-- Information provided --
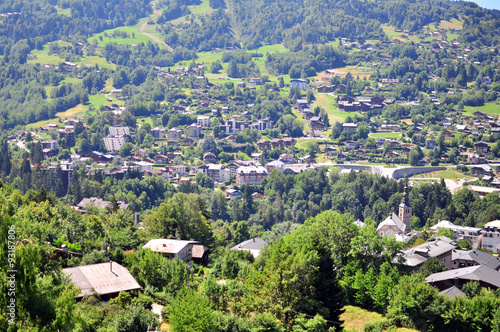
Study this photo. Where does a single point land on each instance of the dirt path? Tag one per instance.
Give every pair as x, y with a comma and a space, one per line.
143, 26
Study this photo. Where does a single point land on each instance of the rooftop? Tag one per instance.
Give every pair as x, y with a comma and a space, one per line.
477, 256
474, 273
104, 278
167, 246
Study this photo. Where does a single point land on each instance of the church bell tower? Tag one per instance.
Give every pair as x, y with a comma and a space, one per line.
405, 211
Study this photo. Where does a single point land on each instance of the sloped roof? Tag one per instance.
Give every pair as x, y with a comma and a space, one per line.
443, 224
167, 246
104, 278
452, 292
474, 273
476, 256
253, 245
199, 250
392, 220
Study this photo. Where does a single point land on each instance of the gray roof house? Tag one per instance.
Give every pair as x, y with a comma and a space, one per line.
466, 258
483, 274
441, 248
253, 246
103, 279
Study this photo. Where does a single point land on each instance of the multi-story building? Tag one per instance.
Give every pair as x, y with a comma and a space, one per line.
491, 236
174, 134
203, 121
218, 172
194, 130
158, 132
119, 131
251, 175
173, 248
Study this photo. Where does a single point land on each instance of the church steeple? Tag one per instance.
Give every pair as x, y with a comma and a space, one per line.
405, 210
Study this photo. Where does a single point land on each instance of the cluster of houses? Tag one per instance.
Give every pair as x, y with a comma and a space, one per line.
315, 122
107, 280
363, 104
462, 266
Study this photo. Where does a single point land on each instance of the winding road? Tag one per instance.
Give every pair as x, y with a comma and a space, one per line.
143, 26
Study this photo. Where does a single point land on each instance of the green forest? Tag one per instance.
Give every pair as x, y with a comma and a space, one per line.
154, 111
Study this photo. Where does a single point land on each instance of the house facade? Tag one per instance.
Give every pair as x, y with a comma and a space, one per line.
250, 175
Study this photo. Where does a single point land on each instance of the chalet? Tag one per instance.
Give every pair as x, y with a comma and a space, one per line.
482, 170
232, 193
480, 114
250, 175
209, 157
326, 88
481, 147
263, 144
287, 158
158, 132
231, 139
447, 133
430, 144
99, 157
173, 143
51, 144
361, 152
160, 159
317, 124
299, 83
105, 279
172, 248
187, 141
474, 158
349, 126
97, 203
391, 225
470, 234
218, 173
258, 196
441, 248
253, 246
255, 81
179, 169
392, 154
200, 254
394, 144
277, 143
203, 121
302, 104
174, 134
289, 141
459, 277
114, 144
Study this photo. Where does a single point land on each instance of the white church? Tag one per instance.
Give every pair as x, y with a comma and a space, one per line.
398, 225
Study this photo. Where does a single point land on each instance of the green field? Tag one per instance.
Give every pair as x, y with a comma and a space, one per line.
135, 37
203, 8
355, 318
61, 11
491, 109
386, 135
304, 142
270, 49
43, 56
449, 173
327, 102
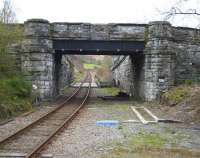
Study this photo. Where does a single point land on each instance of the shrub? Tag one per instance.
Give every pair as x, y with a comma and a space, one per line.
15, 96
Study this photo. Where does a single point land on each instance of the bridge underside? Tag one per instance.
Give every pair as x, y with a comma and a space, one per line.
89, 47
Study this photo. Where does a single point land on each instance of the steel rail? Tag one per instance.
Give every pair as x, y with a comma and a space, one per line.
20, 131
39, 147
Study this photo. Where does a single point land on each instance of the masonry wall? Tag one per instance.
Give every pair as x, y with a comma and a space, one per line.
187, 48
123, 75
171, 54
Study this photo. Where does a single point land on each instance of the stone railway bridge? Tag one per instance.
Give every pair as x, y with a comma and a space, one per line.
158, 54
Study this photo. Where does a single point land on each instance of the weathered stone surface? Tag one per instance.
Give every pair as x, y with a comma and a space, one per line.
171, 54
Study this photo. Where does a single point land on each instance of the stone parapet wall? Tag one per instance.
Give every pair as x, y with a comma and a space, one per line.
86, 31
171, 55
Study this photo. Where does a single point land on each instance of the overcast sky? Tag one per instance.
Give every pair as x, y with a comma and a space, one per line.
99, 11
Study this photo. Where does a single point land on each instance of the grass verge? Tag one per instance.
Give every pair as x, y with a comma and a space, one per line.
15, 96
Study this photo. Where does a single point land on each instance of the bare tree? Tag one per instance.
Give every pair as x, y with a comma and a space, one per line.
7, 13
187, 10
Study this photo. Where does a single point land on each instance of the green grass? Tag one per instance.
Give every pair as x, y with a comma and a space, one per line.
146, 145
15, 96
111, 90
91, 66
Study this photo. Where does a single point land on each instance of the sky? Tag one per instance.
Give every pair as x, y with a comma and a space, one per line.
101, 11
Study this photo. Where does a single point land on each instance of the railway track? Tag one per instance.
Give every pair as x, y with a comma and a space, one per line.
33, 138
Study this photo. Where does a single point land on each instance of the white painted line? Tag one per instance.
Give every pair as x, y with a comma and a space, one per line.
151, 114
131, 121
22, 155
12, 155
139, 115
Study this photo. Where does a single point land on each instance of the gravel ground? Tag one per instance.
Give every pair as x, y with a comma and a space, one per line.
84, 139
22, 121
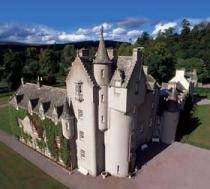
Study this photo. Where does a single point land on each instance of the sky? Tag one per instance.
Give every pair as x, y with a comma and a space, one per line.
60, 21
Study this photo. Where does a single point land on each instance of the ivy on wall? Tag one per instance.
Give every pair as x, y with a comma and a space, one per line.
45, 128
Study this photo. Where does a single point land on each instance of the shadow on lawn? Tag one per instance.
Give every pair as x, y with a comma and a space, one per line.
144, 156
187, 122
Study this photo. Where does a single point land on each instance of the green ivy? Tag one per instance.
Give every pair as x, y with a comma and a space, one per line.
50, 130
41, 144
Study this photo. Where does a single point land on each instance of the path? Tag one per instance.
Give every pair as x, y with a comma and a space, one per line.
204, 101
179, 166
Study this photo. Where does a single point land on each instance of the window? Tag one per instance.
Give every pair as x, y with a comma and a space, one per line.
117, 90
41, 112
150, 123
81, 135
78, 91
58, 141
102, 119
102, 74
102, 98
82, 154
67, 126
117, 83
80, 114
136, 89
141, 129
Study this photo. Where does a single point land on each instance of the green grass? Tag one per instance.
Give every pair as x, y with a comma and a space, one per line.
18, 173
8, 122
203, 92
201, 135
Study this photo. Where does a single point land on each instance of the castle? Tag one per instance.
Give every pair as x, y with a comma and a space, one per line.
107, 111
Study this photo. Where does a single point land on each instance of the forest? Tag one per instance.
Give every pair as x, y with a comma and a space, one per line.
188, 48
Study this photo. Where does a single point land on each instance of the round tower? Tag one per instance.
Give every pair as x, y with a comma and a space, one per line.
170, 119
102, 73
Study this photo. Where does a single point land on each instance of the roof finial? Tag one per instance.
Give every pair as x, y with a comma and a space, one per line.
102, 30
77, 52
102, 55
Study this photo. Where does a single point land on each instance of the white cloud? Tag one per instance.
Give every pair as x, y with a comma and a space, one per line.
71, 37
105, 25
163, 27
118, 31
134, 33
83, 31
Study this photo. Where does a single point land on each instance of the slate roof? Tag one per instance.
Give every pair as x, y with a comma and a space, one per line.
102, 55
47, 96
125, 67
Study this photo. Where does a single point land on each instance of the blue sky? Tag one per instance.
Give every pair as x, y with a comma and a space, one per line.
48, 21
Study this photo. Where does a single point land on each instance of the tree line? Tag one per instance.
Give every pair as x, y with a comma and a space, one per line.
169, 50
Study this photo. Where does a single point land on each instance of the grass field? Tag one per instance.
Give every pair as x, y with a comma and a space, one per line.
18, 173
202, 92
201, 135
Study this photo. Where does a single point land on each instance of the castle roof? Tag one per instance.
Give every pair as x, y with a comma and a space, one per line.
48, 97
102, 55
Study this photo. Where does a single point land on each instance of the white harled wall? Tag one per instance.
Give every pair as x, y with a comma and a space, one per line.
169, 124
87, 123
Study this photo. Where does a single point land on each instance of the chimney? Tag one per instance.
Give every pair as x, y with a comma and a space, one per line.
137, 53
22, 81
145, 68
39, 80
84, 52
180, 73
112, 53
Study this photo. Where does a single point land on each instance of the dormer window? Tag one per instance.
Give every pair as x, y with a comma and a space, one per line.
55, 116
118, 83
30, 108
41, 112
136, 88
16, 103
78, 91
102, 74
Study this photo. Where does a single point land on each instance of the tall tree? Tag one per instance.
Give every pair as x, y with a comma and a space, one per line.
14, 63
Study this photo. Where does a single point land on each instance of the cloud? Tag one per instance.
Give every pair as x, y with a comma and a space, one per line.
118, 31
83, 31
72, 37
105, 25
134, 33
123, 30
163, 27
133, 22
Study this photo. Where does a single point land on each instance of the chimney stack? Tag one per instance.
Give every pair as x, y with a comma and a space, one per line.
22, 81
39, 80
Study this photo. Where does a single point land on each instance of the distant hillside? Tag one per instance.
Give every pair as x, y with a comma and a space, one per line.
78, 45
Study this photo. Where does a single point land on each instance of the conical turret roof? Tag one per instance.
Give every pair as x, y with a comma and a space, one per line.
102, 55
173, 95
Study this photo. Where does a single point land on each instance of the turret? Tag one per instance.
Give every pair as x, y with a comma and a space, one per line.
170, 118
102, 73
102, 63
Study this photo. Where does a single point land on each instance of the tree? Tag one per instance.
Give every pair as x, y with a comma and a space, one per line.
31, 69
48, 62
143, 39
14, 63
160, 61
68, 55
194, 63
49, 66
125, 49
185, 28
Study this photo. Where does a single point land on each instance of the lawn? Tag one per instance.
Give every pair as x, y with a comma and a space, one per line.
8, 122
18, 173
201, 135
202, 92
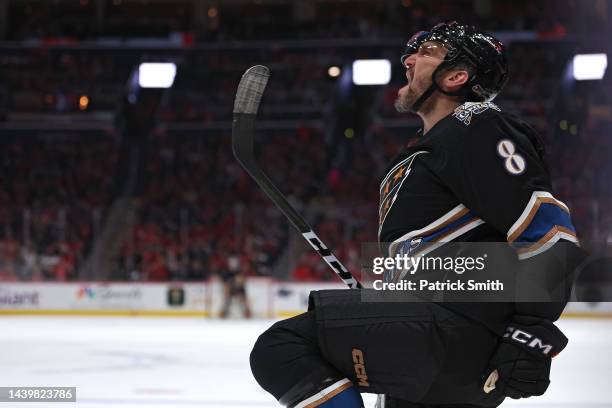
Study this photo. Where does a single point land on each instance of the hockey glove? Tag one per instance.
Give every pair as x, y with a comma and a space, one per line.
523, 358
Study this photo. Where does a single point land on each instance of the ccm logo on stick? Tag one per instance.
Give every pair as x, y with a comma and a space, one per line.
360, 368
529, 339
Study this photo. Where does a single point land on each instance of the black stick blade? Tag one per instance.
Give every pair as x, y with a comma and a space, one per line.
251, 89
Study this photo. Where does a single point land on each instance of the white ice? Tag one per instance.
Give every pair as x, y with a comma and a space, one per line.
189, 363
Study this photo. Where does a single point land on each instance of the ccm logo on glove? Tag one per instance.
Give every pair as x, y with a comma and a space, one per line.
528, 339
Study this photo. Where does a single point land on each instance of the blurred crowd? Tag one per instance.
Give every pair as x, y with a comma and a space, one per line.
199, 21
325, 144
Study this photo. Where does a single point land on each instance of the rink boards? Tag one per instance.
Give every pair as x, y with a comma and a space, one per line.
267, 298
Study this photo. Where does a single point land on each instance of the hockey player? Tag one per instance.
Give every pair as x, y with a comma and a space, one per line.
476, 174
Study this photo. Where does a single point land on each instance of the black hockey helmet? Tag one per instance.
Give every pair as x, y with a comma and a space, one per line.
465, 44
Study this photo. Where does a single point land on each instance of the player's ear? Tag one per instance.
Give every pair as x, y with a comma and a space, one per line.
455, 79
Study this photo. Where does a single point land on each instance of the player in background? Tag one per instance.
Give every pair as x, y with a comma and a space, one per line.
476, 174
234, 281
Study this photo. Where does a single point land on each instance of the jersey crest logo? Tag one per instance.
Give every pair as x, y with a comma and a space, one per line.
514, 163
464, 113
392, 183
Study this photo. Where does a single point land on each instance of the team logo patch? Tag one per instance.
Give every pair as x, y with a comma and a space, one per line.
464, 113
513, 162
392, 183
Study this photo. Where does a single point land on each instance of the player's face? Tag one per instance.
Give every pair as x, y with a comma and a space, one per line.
419, 68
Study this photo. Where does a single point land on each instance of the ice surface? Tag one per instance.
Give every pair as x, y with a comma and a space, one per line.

-- Exercise --
Every line holding the word "path" should be copied out of the records above.

-- Reply to the exercise --
Study this photo. Where does a single point land on each instance of the dirt path? Tag one per instance.
Study this photo. Where does a single point land on each instance of the path? Tag one per instance.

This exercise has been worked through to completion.